_DESCRIPTION OF THE TASK_. Retype only what runs from the beginning of the data through the line with "# for each instance of the red"; please omit the pictures and keep every line exact.

_DATA SECTION_.
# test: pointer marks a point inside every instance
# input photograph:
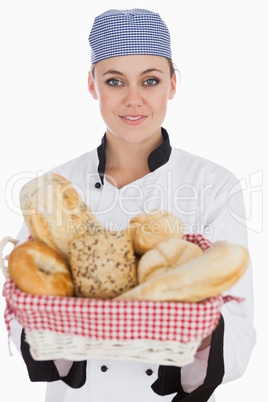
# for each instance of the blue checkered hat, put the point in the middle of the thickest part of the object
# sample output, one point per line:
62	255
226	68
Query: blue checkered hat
126	32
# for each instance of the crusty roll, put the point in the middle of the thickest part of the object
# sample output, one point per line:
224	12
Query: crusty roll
54	212
201	278
38	269
148	230
166	256
103	265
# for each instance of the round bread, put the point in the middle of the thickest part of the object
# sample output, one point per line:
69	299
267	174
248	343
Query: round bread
103	265
199	279
166	256
148	230
37	269
54	211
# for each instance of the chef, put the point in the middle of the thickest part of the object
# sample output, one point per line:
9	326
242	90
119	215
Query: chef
134	170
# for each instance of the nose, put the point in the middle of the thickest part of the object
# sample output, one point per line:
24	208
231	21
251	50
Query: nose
133	97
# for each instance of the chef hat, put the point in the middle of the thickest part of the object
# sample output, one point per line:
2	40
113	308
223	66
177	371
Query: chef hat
127	32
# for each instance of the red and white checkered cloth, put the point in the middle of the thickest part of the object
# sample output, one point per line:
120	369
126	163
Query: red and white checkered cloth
115	319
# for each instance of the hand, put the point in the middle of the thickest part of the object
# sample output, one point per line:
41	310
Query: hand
205	343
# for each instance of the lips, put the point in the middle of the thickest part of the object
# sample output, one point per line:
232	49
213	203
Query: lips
133	119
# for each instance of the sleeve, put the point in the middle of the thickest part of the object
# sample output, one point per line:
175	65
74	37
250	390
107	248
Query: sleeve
235	335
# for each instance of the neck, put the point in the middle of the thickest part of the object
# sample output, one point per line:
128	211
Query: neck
126	161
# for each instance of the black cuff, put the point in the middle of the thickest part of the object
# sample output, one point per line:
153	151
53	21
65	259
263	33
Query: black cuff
45	370
169	377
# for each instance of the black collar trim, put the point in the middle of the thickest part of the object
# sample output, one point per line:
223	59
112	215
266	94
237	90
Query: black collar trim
157	158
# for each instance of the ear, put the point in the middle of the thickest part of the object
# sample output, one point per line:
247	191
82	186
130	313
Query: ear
91	86
173	86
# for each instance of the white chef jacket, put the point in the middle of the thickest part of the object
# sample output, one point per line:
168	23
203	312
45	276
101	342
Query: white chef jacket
209	200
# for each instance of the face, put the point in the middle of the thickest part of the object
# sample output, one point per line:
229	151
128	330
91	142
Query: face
133	92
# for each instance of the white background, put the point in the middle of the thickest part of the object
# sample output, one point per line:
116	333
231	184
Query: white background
219	112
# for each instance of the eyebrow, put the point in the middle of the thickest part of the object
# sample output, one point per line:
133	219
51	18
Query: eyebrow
149	70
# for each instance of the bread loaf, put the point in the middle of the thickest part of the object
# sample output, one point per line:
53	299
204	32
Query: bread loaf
148	230
54	212
201	278
165	257
103	264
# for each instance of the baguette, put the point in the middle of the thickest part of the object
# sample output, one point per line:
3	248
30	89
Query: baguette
204	277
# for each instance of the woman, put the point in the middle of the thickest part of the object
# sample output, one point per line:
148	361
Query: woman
135	170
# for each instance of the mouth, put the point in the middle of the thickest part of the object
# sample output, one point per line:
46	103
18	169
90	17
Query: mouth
133	119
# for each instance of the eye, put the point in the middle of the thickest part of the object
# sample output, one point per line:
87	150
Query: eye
113	82
150	82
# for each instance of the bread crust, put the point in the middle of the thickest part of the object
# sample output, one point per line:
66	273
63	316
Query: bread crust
103	265
148	230
38	269
199	279
54	211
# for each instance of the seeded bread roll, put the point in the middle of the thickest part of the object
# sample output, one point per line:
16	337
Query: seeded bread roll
103	265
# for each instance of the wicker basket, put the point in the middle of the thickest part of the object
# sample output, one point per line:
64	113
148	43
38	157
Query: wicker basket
167	333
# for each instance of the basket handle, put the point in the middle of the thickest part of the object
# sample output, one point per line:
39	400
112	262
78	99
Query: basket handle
3	243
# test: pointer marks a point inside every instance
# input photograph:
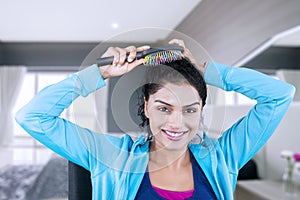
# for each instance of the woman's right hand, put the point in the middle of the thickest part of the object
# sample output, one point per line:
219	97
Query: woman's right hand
120	65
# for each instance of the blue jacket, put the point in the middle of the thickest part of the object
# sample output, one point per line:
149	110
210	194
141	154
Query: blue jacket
117	165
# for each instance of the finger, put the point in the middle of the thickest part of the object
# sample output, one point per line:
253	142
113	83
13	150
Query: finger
178	42
112	51
134	64
132	53
122	57
143	48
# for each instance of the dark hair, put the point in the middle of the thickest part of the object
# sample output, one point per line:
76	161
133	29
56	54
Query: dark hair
177	72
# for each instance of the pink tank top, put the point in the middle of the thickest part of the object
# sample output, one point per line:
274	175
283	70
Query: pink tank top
173	194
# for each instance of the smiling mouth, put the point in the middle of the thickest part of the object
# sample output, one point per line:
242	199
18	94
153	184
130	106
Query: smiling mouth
174	135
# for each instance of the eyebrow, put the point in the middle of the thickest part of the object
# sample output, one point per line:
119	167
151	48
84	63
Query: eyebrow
160	101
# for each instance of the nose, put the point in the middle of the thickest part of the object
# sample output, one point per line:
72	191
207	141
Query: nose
174	120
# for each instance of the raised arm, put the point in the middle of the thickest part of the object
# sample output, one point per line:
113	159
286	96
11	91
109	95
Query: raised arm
250	133
41	116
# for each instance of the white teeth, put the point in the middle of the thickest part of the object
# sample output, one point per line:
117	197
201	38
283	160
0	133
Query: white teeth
174	134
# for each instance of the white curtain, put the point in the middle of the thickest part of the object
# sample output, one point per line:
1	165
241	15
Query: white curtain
293	77
11	79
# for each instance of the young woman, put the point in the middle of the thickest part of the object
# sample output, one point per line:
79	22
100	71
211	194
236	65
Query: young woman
163	163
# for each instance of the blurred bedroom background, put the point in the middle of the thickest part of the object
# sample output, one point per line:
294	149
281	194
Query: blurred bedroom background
43	42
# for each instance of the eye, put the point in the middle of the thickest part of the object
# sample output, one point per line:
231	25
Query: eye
190	110
163	109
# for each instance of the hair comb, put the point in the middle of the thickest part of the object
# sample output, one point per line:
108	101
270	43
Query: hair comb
153	56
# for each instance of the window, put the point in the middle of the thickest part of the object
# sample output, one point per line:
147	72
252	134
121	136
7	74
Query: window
33	82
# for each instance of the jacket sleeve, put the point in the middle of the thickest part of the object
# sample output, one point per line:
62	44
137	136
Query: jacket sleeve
40	117
243	140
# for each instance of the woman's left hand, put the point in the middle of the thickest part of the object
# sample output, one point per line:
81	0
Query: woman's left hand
187	53
121	65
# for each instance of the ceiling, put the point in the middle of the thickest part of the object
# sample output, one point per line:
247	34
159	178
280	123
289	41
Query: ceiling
99	20
89	20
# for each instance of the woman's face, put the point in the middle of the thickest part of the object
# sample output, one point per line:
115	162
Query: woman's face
174	113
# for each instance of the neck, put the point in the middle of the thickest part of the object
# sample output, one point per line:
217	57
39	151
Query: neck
164	158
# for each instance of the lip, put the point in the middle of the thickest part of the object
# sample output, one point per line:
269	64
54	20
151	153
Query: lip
174	135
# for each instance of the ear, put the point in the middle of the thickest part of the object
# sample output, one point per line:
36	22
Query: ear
146	111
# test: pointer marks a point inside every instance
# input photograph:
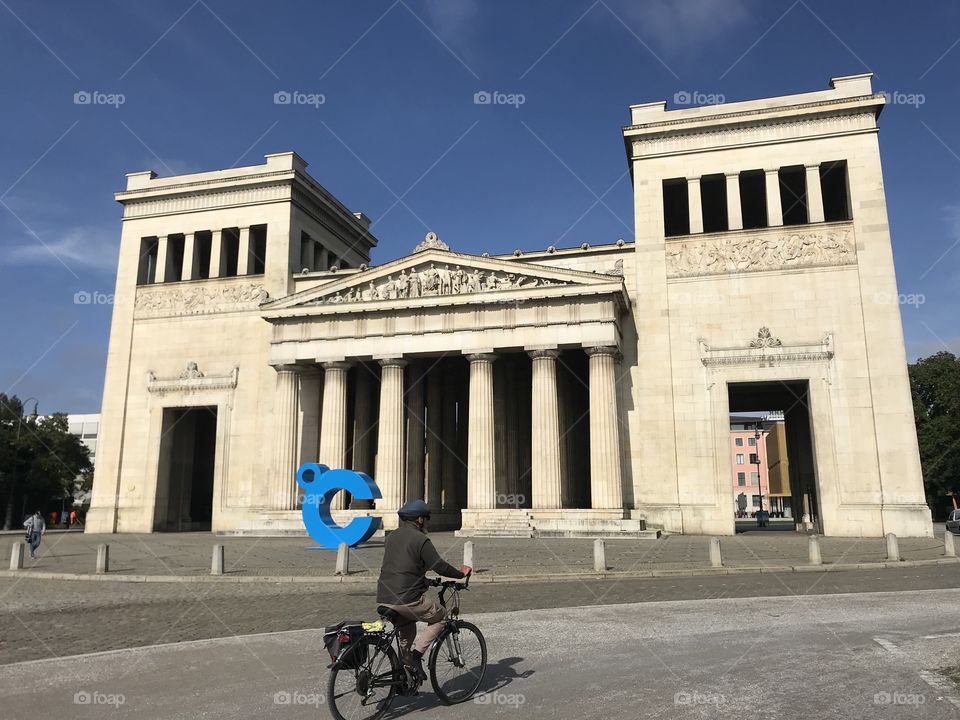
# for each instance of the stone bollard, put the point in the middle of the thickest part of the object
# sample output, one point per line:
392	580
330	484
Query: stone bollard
16	556
103	559
216	563
716	560
599	556
343	559
893	549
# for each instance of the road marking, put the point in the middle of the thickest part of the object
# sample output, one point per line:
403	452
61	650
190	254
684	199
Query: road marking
940	683
888	646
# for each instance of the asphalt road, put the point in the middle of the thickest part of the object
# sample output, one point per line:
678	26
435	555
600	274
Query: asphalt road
876	655
43	619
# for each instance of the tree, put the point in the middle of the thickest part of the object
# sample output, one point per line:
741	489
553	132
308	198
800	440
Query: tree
935	384
40	461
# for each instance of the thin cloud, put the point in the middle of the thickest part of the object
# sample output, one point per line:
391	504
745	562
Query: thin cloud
685	24
81	247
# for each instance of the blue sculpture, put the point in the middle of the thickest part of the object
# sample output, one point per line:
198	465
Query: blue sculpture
320	484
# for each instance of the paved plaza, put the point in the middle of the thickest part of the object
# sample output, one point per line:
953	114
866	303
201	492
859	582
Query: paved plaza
870	655
189	555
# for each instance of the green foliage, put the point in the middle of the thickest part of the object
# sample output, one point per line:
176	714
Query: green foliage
40	460
935	384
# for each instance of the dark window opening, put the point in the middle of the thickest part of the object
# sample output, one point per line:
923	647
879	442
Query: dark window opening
147	269
793	195
174	270
753	199
258	249
676	207
835	190
202	242
713	203
230	251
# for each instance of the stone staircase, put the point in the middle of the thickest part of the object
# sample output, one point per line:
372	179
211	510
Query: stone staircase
515	524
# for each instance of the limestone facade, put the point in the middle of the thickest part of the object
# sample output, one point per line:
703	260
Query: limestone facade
582	390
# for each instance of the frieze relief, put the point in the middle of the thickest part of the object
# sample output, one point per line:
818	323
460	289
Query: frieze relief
432	280
755	253
200	299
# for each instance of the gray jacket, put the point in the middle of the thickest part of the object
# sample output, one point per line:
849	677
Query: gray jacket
408	555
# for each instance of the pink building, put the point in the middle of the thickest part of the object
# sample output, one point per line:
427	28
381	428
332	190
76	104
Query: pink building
748	458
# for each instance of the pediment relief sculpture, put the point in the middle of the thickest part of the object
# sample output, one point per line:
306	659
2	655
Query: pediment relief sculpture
434	279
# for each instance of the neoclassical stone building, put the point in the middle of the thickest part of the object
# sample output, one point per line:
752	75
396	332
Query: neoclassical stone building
581	390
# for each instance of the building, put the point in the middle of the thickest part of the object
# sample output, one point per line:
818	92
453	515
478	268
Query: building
581	390
748	458
87	428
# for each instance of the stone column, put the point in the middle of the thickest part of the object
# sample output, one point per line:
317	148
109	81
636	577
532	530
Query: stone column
163	250
362	429
481	452
333	420
216	251
189	257
814	194
694	205
390	441
415	434
734	211
605	477
434	439
774	209
283	466
545	431
450	460
243	253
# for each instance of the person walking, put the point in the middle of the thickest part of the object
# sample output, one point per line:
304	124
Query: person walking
35	527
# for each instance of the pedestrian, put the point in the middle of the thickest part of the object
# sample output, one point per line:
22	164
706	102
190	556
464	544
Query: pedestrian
35	527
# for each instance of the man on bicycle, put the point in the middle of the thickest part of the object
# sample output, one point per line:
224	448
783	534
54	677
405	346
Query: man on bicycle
408	555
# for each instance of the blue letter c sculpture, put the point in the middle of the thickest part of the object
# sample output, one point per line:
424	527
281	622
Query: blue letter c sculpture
320	484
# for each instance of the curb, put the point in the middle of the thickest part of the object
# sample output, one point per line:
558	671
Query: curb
483	579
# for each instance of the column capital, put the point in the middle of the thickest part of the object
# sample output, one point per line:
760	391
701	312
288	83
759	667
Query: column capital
551	353
287	367
336	365
611	350
481	357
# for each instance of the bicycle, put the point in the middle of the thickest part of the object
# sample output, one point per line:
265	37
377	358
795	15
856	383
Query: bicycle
372	663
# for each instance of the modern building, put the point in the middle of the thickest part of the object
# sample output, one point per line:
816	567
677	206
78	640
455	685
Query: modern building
578	390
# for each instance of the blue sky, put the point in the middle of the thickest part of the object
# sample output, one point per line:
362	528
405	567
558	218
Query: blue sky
398	121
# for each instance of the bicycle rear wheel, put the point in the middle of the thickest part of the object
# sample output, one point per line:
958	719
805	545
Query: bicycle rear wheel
364	692
457	662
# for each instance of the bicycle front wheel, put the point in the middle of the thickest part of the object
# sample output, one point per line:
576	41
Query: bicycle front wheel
457	662
365	690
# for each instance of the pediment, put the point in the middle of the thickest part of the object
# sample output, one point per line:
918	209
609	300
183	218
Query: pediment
436	275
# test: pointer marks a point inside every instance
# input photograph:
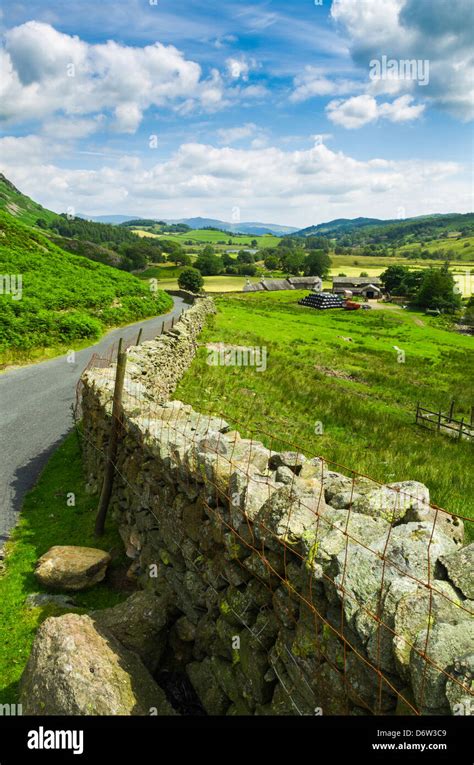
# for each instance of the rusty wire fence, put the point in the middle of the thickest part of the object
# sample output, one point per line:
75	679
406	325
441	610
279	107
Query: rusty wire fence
277	550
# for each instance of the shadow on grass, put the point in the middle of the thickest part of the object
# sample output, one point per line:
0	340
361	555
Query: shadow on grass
47	519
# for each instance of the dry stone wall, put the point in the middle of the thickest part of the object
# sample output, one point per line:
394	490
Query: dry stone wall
285	587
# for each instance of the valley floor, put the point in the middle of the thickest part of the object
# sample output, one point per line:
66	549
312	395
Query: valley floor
336	385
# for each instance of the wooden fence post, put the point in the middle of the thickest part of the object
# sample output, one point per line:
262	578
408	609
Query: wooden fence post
109	471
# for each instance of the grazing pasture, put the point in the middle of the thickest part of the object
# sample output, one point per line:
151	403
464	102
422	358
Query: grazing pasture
340	373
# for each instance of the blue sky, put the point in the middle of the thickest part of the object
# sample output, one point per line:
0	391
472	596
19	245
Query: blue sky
253	111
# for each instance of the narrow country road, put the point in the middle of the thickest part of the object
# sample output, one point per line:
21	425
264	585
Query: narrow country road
35	413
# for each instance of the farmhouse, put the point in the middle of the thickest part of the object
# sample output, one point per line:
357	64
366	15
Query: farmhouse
313	283
368	286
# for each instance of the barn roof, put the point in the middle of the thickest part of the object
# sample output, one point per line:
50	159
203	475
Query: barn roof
357	281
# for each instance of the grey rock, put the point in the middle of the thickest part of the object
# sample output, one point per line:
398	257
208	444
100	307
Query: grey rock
450	525
75	668
393	501
288	516
213	699
446	643
293	460
460	568
460	688
139	623
416	611
41	599
69	567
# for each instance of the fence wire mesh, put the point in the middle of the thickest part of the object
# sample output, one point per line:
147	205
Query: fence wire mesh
275	550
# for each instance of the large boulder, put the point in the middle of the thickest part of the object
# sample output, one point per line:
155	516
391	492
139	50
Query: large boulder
289	516
460	687
393	501
460	568
72	568
139	623
450	525
77	668
419	609
443	645
363	575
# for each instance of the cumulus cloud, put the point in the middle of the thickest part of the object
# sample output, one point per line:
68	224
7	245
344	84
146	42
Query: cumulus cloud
238	133
314	82
46	72
420	30
362	110
239	68
291	186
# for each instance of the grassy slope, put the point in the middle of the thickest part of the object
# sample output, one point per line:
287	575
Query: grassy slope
66	298
204	236
47	520
20	206
368	420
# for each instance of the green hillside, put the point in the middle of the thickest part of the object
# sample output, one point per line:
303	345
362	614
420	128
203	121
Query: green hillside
20	206
65	299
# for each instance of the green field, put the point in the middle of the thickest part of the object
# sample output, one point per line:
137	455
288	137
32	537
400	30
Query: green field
207	236
341	369
65	299
21	207
462	249
167	274
46	520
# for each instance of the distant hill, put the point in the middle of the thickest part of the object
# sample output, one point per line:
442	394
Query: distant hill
257	229
20	206
65	298
360	231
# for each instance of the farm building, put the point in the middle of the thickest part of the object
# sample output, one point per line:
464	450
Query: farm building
322	300
368	286
313	283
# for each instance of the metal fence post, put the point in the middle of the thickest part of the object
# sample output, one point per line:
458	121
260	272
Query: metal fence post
109	471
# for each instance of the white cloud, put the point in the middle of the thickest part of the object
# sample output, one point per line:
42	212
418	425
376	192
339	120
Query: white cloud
431	30
231	135
299	187
239	68
46	72
401	110
315	82
362	110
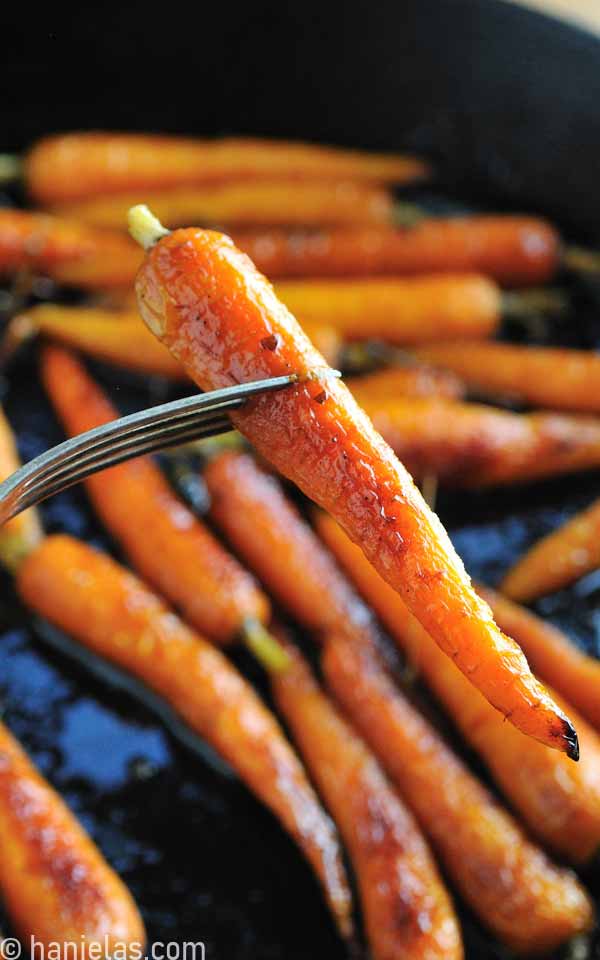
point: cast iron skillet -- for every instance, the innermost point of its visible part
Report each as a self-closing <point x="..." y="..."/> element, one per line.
<point x="505" y="101"/>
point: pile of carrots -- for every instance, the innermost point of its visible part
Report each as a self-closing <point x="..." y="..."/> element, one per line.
<point x="373" y="793"/>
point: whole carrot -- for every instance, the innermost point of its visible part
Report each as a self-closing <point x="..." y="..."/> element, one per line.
<point x="91" y="597"/>
<point x="528" y="903"/>
<point x="544" y="376"/>
<point x="55" y="883"/>
<point x="552" y="655"/>
<point x="276" y="202"/>
<point x="80" y="165"/>
<point x="165" y="542"/>
<point x="407" y="912"/>
<point x="514" y="250"/>
<point x="559" y="801"/>
<point x="67" y="251"/>
<point x="557" y="559"/>
<point x="404" y="311"/>
<point x="474" y="445"/>
<point x="221" y="319"/>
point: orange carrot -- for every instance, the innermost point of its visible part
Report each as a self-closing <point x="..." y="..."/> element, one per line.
<point x="406" y="909"/>
<point x="55" y="883"/>
<point x="559" y="801"/>
<point x="79" y="165"/>
<point x="411" y="310"/>
<point x="272" y="202"/>
<point x="221" y="319"/>
<point x="474" y="445"/>
<point x="552" y="655"/>
<point x="558" y="559"/>
<point x="544" y="376"/>
<point x="111" y="612"/>
<point x="67" y="251"/>
<point x="515" y="251"/>
<point x="165" y="542"/>
<point x="528" y="903"/>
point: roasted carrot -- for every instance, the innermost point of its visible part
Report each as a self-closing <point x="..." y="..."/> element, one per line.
<point x="559" y="801"/>
<point x="474" y="445"/>
<point x="221" y="319"/>
<point x="528" y="903"/>
<point x="406" y="311"/>
<point x="55" y="883"/>
<point x="20" y="535"/>
<point x="516" y="251"/>
<point x="67" y="251"/>
<point x="272" y="202"/>
<point x="80" y="165"/>
<point x="557" y="559"/>
<point x="407" y="912"/>
<point x="164" y="541"/>
<point x="111" y="612"/>
<point x="552" y="655"/>
<point x="544" y="376"/>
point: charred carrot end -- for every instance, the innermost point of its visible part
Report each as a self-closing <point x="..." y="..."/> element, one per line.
<point x="20" y="535"/>
<point x="406" y="311"/>
<point x="81" y="165"/>
<point x="557" y="559"/>
<point x="545" y="376"/>
<point x="113" y="614"/>
<point x="56" y="885"/>
<point x="206" y="301"/>
<point x="527" y="902"/>
<point x="406" y="909"/>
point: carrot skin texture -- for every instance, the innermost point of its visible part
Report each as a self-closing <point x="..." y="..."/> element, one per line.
<point x="528" y="903"/>
<point x="406" y="311"/>
<point x="560" y="379"/>
<point x="275" y="202"/>
<point x="68" y="252"/>
<point x="515" y="251"/>
<point x="474" y="445"/>
<point x="111" y="612"/>
<point x="558" y="800"/>
<point x="79" y="165"/>
<point x="558" y="559"/>
<point x="221" y="319"/>
<point x="54" y="881"/>
<point x="569" y="670"/>
<point x="176" y="553"/>
<point x="407" y="912"/>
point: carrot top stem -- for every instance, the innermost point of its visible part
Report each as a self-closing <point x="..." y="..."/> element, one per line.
<point x="265" y="647"/>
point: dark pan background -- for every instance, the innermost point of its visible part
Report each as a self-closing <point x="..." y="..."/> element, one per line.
<point x="506" y="102"/>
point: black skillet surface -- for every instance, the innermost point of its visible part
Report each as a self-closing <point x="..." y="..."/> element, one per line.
<point x="506" y="102"/>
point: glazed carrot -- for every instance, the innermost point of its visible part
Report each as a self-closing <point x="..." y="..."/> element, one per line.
<point x="67" y="251"/>
<point x="412" y="380"/>
<point x="406" y="910"/>
<point x="528" y="903"/>
<point x="80" y="165"/>
<point x="163" y="539"/>
<point x="474" y="445"/>
<point x="55" y="883"/>
<point x="272" y="202"/>
<point x="221" y="319"/>
<point x="544" y="376"/>
<point x="411" y="310"/>
<point x="558" y="800"/>
<point x="20" y="535"/>
<point x="517" y="251"/>
<point x="552" y="655"/>
<point x="558" y="559"/>
<point x="111" y="612"/>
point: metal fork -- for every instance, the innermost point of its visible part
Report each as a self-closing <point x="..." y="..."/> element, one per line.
<point x="157" y="428"/>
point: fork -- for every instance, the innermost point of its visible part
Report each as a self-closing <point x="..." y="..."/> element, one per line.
<point x="157" y="428"/>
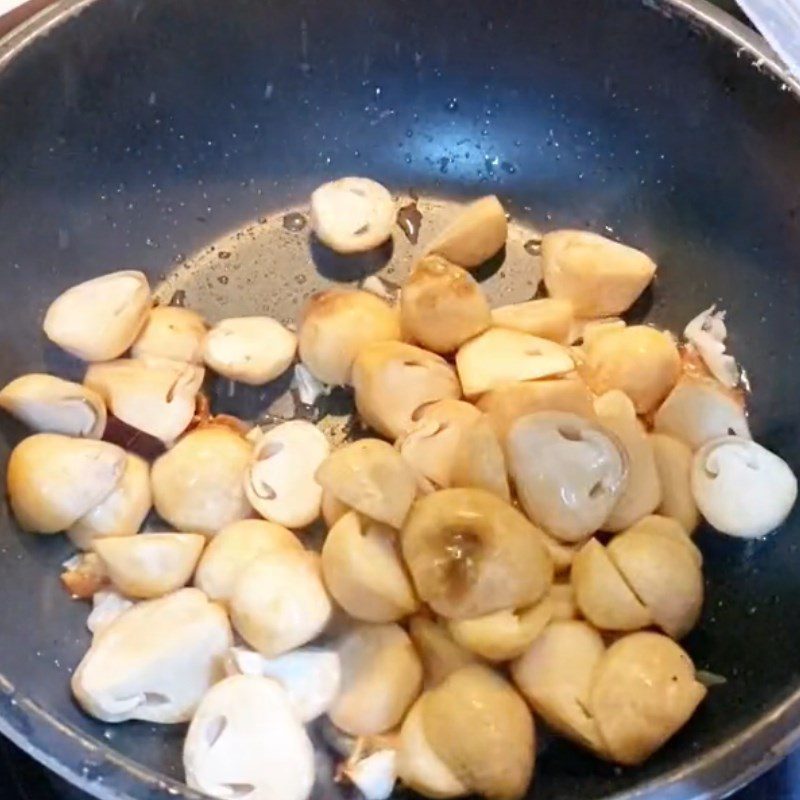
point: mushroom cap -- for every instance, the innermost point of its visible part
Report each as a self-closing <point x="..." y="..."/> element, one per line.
<point x="51" y="405"/>
<point x="155" y="395"/>
<point x="245" y="738"/>
<point x="99" y="319"/>
<point x="155" y="661"/>
<point x="442" y="305"/>
<point x="54" y="480"/>
<point x="150" y="564"/>
<point x="741" y="488"/>
<point x="172" y="332"/>
<point x="122" y="512"/>
<point x="280" y="482"/>
<point x="393" y="380"/>
<point x="499" y="356"/>
<point x="253" y="350"/>
<point x="352" y="215"/>
<point x="336" y="324"/>
<point x="198" y="485"/>
<point x="569" y="472"/>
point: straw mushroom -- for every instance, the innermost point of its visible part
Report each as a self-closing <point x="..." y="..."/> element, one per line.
<point x="393" y="380"/>
<point x="741" y="488"/>
<point x="154" y="395"/>
<point x="252" y="350"/>
<point x="442" y="306"/>
<point x="198" y="484"/>
<point x="245" y="741"/>
<point x="601" y="278"/>
<point x="352" y="215"/>
<point x="54" y="480"/>
<point x="51" y="405"/>
<point x="172" y="332"/>
<point x="99" y="319"/>
<point x="569" y="472"/>
<point x="336" y="324"/>
<point x="280" y="482"/>
<point x="155" y="661"/>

_RESPONSE_.
# test: pointer marks a point inside every instance
# input photograph:
# for each instance of the blue checkered hat, put the point in the middle of the thickest part of the object
# sample output, one point per line:
62	255
226	68
Query: blue checkered hat
126	32
# for each instance of the crusty roll, put the point in the middle of the thickest part of the object
# sample output, one point per line:
224	12
Query: crusty roll
54	212
201	278
38	269
148	230
166	256
103	265
# for each instance of the round bread, put the point in the middle of the thickest part of the object
# sample output, one point per line:
69	299
267	174
248	343
Query: round bread
103	265
199	279
166	256
148	230
37	269
54	211
# for each instance of the chef, put the point in the middle of the thickest part of the object
# sample output, one point per line:
9	326
242	90
119	215
Query: chef
134	170
# for each instance of the nose, put the point in the middle of the thickest part of the object
# sample output, one point per line:
24	208
231	21
251	50
Query: nose
133	97
# for each instance of the chef hat, put the point in the middle of the thickest part of the object
# sample output, one point per line:
2	40
113	308
223	66
177	371
Query: chef hat
127	32
# for each instance of the red and white checkered cloth, put the point in the middle of the thickest part of the object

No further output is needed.